## Extracted information
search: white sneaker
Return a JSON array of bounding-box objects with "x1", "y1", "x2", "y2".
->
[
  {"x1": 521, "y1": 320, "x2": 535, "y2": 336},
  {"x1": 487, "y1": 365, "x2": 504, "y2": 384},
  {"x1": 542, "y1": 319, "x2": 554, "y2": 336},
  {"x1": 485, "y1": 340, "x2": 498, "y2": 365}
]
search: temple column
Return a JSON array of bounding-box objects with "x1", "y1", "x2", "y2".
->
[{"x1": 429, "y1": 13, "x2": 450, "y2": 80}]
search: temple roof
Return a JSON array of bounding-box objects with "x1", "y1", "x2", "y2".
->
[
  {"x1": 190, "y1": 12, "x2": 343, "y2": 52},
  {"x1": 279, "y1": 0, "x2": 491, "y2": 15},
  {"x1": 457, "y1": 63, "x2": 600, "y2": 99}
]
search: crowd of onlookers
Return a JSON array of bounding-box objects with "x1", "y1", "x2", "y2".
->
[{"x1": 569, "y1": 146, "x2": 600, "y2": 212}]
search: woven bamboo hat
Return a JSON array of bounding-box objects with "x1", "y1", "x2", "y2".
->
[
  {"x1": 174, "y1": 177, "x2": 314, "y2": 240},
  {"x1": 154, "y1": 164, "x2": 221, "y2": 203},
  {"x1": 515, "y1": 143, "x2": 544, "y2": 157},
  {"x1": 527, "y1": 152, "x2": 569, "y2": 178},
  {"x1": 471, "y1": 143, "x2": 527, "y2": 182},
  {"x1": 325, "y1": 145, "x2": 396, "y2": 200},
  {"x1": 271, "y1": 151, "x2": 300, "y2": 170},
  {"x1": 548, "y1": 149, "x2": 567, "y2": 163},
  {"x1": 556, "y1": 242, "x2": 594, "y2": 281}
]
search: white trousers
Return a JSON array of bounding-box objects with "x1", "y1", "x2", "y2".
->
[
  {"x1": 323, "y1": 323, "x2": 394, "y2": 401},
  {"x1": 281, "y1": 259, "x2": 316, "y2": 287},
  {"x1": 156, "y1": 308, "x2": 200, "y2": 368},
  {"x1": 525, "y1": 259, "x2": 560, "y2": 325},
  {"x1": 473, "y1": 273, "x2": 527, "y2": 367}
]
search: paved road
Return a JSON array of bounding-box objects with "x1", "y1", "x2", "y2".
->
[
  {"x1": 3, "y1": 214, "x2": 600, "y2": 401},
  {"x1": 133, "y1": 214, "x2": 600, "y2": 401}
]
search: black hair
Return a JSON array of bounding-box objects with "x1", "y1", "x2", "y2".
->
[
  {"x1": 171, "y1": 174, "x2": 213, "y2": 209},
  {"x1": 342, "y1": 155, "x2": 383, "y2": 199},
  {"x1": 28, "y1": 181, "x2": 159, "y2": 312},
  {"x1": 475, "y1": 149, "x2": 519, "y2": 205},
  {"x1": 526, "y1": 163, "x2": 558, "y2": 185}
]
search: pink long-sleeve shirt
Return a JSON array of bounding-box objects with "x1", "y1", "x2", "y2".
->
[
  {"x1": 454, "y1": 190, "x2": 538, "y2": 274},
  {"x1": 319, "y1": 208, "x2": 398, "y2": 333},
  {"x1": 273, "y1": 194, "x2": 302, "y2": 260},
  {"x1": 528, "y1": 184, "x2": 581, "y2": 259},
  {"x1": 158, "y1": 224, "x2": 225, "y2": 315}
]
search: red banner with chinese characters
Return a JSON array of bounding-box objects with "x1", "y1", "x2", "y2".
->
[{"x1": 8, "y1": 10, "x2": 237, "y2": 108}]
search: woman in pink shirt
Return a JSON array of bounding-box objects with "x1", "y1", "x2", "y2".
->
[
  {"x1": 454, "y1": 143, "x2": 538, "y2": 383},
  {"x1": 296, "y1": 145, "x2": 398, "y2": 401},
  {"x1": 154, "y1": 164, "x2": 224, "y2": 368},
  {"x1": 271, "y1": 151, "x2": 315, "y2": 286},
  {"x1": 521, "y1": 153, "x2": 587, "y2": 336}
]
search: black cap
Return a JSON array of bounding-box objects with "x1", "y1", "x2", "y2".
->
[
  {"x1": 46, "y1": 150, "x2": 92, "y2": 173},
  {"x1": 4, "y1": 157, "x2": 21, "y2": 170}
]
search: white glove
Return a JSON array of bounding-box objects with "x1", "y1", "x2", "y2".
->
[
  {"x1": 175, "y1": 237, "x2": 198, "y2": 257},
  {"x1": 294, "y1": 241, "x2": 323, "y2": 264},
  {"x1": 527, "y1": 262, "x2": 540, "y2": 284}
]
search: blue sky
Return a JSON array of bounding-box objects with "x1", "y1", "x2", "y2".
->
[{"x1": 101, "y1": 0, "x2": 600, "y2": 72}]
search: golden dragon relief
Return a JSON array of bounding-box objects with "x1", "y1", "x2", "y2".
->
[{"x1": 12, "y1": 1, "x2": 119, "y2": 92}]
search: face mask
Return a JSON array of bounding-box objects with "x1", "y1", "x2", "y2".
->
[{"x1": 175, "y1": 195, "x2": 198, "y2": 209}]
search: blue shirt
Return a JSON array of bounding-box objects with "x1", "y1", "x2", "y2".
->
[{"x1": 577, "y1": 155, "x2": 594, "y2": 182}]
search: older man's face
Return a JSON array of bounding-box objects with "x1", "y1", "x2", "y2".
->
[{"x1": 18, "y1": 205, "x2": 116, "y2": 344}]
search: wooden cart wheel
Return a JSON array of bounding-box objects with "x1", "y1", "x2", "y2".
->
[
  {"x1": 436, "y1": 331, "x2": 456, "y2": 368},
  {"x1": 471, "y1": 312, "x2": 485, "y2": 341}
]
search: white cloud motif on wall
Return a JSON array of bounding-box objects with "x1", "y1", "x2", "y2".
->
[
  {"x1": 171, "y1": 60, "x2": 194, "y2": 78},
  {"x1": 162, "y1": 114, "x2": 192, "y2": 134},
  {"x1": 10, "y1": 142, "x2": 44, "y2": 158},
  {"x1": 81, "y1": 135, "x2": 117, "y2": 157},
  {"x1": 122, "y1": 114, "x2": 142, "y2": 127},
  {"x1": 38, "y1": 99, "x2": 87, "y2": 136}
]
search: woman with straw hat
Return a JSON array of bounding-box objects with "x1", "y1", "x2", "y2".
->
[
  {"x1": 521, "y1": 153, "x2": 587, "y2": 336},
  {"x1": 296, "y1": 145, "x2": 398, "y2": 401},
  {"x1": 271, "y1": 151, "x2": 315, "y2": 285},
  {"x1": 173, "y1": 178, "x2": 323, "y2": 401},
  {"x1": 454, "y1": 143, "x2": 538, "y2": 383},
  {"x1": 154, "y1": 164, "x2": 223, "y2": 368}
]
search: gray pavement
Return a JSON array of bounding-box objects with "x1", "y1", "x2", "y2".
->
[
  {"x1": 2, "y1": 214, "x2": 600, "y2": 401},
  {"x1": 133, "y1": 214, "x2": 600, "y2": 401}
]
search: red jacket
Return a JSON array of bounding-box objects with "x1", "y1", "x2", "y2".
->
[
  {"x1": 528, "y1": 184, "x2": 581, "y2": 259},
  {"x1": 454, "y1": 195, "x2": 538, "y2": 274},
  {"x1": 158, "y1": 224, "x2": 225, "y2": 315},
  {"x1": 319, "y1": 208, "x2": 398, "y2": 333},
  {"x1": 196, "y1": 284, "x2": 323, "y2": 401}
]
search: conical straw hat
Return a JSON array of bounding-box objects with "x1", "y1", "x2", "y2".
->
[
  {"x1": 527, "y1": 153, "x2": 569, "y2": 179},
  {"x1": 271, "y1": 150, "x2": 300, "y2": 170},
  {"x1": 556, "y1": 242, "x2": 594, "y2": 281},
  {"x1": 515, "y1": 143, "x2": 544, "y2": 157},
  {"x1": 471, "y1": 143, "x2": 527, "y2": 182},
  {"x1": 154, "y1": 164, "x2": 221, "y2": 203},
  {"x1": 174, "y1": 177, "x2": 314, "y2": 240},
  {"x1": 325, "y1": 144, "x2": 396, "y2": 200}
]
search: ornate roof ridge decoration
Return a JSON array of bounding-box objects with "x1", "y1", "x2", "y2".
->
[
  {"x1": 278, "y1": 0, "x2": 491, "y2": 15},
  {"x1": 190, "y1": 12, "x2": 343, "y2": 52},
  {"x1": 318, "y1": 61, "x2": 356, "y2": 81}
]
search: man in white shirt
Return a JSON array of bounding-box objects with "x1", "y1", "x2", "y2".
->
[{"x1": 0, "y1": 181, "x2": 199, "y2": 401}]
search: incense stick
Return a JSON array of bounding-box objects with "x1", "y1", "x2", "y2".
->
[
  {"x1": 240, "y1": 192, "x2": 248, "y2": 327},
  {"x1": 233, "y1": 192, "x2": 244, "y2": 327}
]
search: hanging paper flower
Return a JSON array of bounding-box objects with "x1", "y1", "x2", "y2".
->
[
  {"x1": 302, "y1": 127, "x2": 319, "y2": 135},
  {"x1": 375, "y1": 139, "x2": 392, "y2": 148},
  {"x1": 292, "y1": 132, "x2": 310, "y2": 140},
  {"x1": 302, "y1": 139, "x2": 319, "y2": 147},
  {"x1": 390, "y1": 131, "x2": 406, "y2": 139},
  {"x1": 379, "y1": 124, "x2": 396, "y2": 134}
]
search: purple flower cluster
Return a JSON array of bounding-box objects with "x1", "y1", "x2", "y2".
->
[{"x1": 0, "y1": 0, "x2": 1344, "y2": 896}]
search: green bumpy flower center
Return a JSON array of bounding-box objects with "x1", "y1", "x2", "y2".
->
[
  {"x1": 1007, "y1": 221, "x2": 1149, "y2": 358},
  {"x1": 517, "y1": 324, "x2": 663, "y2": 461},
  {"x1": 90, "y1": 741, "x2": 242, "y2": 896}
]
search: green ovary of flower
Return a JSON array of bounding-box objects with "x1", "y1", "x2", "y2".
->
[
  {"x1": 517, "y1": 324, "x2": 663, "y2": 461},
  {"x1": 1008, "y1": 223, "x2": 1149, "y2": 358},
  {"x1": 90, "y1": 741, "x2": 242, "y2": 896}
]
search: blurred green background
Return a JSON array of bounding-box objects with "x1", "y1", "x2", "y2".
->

## Given exercise
How many lines in the material above contain the string "roof"? Reply with the number alone.

## Problem solution
2